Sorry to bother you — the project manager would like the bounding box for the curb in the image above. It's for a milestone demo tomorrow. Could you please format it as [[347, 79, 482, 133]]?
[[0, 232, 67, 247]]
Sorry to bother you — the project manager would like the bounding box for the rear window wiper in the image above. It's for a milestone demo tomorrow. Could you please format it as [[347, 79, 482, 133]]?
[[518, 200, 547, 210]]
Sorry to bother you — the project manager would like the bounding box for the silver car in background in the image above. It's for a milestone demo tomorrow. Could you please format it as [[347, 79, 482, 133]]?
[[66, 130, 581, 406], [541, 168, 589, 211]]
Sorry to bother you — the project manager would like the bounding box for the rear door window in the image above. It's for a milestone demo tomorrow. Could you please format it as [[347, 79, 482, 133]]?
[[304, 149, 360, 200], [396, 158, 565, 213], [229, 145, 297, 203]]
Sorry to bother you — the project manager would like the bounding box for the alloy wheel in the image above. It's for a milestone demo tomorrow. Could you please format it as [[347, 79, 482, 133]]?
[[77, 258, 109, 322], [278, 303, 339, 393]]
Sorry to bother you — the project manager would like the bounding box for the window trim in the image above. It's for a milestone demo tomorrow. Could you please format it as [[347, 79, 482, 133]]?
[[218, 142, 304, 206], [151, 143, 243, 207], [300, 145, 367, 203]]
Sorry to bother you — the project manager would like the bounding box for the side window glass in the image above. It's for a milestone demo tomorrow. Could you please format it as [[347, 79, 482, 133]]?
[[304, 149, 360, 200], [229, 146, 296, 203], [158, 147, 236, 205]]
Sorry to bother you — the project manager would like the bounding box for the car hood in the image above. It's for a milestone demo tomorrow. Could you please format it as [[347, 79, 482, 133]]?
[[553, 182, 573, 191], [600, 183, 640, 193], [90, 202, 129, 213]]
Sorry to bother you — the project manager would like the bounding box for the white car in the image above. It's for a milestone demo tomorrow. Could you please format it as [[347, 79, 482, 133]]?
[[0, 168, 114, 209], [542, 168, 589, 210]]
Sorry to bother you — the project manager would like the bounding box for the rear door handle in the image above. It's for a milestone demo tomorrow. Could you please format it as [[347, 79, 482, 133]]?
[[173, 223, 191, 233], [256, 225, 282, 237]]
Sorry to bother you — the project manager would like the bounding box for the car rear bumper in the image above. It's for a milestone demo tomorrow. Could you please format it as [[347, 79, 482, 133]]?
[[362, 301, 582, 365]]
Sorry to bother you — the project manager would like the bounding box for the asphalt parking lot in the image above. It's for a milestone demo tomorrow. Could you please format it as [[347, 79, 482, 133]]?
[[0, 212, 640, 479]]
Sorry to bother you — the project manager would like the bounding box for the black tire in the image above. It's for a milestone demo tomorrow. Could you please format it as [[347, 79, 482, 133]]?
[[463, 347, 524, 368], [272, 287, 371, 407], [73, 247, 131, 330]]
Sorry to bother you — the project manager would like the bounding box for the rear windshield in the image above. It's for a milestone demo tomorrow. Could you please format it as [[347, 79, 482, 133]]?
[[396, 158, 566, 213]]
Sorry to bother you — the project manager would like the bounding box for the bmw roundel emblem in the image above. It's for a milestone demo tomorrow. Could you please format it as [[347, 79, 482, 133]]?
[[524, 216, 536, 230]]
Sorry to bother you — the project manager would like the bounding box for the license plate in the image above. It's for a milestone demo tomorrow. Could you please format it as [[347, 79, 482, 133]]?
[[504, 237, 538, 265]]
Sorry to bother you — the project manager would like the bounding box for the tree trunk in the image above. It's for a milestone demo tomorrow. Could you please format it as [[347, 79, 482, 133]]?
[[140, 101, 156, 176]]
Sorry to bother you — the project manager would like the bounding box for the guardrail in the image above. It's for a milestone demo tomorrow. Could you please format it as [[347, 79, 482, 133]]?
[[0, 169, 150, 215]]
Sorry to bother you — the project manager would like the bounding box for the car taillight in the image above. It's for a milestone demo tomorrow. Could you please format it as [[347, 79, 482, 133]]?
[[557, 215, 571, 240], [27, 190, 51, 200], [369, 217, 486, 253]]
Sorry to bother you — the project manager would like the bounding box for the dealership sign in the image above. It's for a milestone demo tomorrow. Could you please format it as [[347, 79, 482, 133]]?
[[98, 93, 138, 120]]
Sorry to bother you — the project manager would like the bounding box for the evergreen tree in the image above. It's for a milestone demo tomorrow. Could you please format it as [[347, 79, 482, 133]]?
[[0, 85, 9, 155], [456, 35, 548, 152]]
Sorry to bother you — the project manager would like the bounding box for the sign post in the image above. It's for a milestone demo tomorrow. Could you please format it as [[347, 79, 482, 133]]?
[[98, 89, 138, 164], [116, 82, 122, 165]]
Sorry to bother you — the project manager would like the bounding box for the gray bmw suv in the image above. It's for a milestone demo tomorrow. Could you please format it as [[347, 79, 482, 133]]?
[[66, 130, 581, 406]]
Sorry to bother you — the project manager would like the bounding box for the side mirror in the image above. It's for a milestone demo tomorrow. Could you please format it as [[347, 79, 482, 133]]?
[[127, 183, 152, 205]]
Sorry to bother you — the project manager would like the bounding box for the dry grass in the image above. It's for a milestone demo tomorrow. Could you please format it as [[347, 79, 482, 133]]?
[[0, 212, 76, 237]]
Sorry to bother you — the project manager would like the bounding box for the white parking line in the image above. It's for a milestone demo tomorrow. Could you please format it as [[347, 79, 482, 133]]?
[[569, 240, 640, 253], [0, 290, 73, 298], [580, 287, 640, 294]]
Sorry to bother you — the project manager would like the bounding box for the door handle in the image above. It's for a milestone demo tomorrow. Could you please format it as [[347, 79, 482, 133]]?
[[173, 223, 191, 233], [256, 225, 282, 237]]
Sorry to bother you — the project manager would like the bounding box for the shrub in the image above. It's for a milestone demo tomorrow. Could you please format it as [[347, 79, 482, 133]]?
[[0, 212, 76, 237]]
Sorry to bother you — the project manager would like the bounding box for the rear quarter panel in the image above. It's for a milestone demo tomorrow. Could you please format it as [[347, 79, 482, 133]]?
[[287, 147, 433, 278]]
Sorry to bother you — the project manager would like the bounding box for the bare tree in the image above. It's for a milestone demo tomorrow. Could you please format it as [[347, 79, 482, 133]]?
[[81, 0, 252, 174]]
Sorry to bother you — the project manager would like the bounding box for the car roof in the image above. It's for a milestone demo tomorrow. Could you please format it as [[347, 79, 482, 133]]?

**TASK DESCRIPTION**: Swap "milestone demo" for "client review" wherever it occurs in the material above, and reproduce the material in full with everything else left unchanged.

**RIGHT ANSWER**:
Sorry to bother you — the project manager would like the bounding box for the curb in the image above. It's for a client review tomorrow. Could you please format it as [[347, 79, 482, 133]]?
[[0, 232, 67, 247]]
Sorry to bother you — the project manager would like the bounding box for the rear window wiper in the image above. It's for a client review tomorrow. Could you please format it as [[347, 79, 482, 133]]?
[[518, 200, 547, 210]]
Sorry to bother you — the project manager would like the bounding box for the silver car in background in the image above. It's for a client review tomorrow. Could you please format it as [[347, 79, 482, 133]]?
[[66, 130, 581, 406], [541, 168, 589, 211]]
Sorry to bother you — the project manager would like the bounding box for the rear door window in the image above. It's for a client review tomorrow. Could you please format it as [[347, 79, 482, 133]]?
[[304, 149, 360, 200], [396, 158, 565, 213], [229, 145, 297, 203]]
Sorry to bother you — the project manager would like the bounding box for the alloy wheel in the image above. It's for a client review tomorrow. Could you please format it as [[347, 79, 482, 133]]?
[[77, 258, 109, 322], [278, 303, 339, 393]]
Sorry to bother you — the project manager would like the bounding box for the window trim in the image above. It's for a client review tomorrow. Could you please format it as [[347, 79, 482, 133]]?
[[218, 142, 304, 206], [151, 143, 243, 207], [300, 145, 367, 203]]
Sorry to bother you — the project manager would like the bounding box for the side window glass in the image above. It's for a client review tomorrow. Could you please format it as [[347, 79, 482, 133]]?
[[304, 149, 360, 200], [229, 146, 296, 203], [158, 147, 236, 205]]
Sorry to bother you — the project manager would like the bounding box for the car hood in the image above. It's for a client review tomorrow. Could you please format it as [[347, 79, 482, 133]]?
[[553, 182, 573, 191], [600, 183, 640, 193], [90, 202, 129, 213]]
Sorry to bother you — the project manager would like the bounding box for the white car in the image above. It's for a client review tomorrow. Could you please format it as [[347, 79, 482, 133]]?
[[0, 168, 114, 209], [542, 168, 589, 210]]
Sorry to bother you — the project manager would like the bounding box for the rear door handle in the image above. It's for a client review tomorrow. Could you please format it as [[347, 79, 482, 133]]?
[[173, 223, 191, 233], [256, 225, 282, 237]]
Sorry to bother you — the project manager would like the bounding box for the car rear bumper in the image above. It's for a client review tomorrow. Could you please format it as [[347, 79, 482, 133]]?
[[362, 301, 582, 365]]
Sorry to bother you — the project manager would like the bounding box for the asphalt parking lot in the image above. It's for a client review tomorrow. Could you please format it as [[347, 79, 482, 133]]?
[[0, 212, 640, 479]]
Sorry to bother you — the project manager would like the bounding box for the black tire in the image above. It's for a client review tomorrow. Could you please format it as [[347, 79, 482, 133]]?
[[463, 347, 524, 368], [272, 287, 371, 407], [73, 247, 131, 330]]
Sorry to bother you — the project manager would like the bounding box for the rear windshield in the image above. It's for a client review tomorrow. Could you please format it as [[347, 79, 482, 133]]?
[[396, 158, 566, 213]]
Sorry to bother you — the project manager would like the bounding box for the bmw roundel emblem in the image above. It's for a client review tomorrow. Could you please format it as [[347, 79, 482, 133]]?
[[524, 216, 536, 230]]
Sorry to bother you — the project manager would like the bounding box for the license plate in the image above. It's for a client review tomorrow. Could you please format it as [[347, 79, 482, 133]]?
[[504, 237, 538, 265]]
Sorry to bother you — the project manager would like the bounding box for the tree trunk in the image above. It's for a client review tomorrow. Could you please format it as [[347, 79, 482, 133]]?
[[140, 101, 156, 176]]
Sorry to bother you — the project manager would like the bounding box for the guardrail in the image above. It's for a client review tomorrow. Could you please format it as [[347, 79, 482, 133]]?
[[0, 169, 150, 215]]
Sorry to bother you — the project manager would like the bounding box for the car taillight in the image above. It's for a client review tomorrow. Could you please format it as [[347, 79, 482, 133]]?
[[557, 215, 571, 240], [27, 190, 51, 200], [369, 217, 486, 253]]
Sorry to bother you — the project manager would like the bounding box for the dealership sign in the image above. It's for a client review tomorrow. Could you please format it as [[347, 79, 482, 133]]?
[[98, 93, 138, 120]]
Sorry to bother you — the project manager would like the bounding box for the evergreen tree in the image above. It's for a client review tomorrow. Could you please format it as [[347, 79, 482, 133]]?
[[0, 85, 9, 155], [456, 35, 548, 152]]
Sorry to bother you — the project manager would like the bounding box for the sign post in the image above. It's for a client review tomorrow. Could you please format it as [[347, 79, 482, 133]]?
[[98, 89, 138, 164], [116, 82, 122, 165]]
Sorry to bother you — the project manager would like the bounding box for the gray bmw suv in the image above. It's for a client review tomorrow. Could you please format it as [[347, 79, 482, 133]]?
[[66, 130, 581, 406]]
Sorry to bother you — the project manager would like the bounding box for the side mirror in the image above. It's for a client review tomorrow. Could you please format it as [[347, 79, 482, 133]]?
[[127, 183, 152, 205]]
Sorry to bother you — the project manager would like the bounding box for the dry grass in the image above. It's for a client review tomorrow. Could you please format it as [[347, 79, 482, 133]]?
[[0, 212, 76, 237]]
Sorry to bother you — the project manager would like the bounding box for the white parking line in the image above. It's for a client review tomorrow. Could you please format it as [[347, 79, 482, 133]]?
[[569, 240, 640, 253], [0, 290, 73, 298], [580, 287, 640, 294]]
Sorry to bother you — the project manager would like the bounding box for the door handle in the image above. It's for a client review tomorrow. Could you please format it as [[347, 79, 482, 133]]?
[[173, 223, 191, 233], [256, 225, 282, 237]]
Sorry to bother you — the project manager would like the bounding box for the shrub in the image above. It's for a client review tomorrow. Could you please format it as [[347, 79, 482, 133]]?
[[0, 212, 76, 237]]
Sorry to bother you — the project manager would like the bounding box for the rear quarter panel in the image above. It's for a client review tomorrow. Could you please format it as [[347, 79, 482, 133]]?
[[287, 147, 433, 278]]
Sorry to bother you — the project manager would like the bounding box for the bare tree in the image above. It's for a client review tomorrow. Could you please format it as [[347, 79, 482, 133]]?
[[81, 0, 252, 174]]
Sorry to bother you — the project manager would like the bounding box for the car roof in the image above. It's for a client review tomorrow. Could you please format it as [[347, 79, 482, 133]]?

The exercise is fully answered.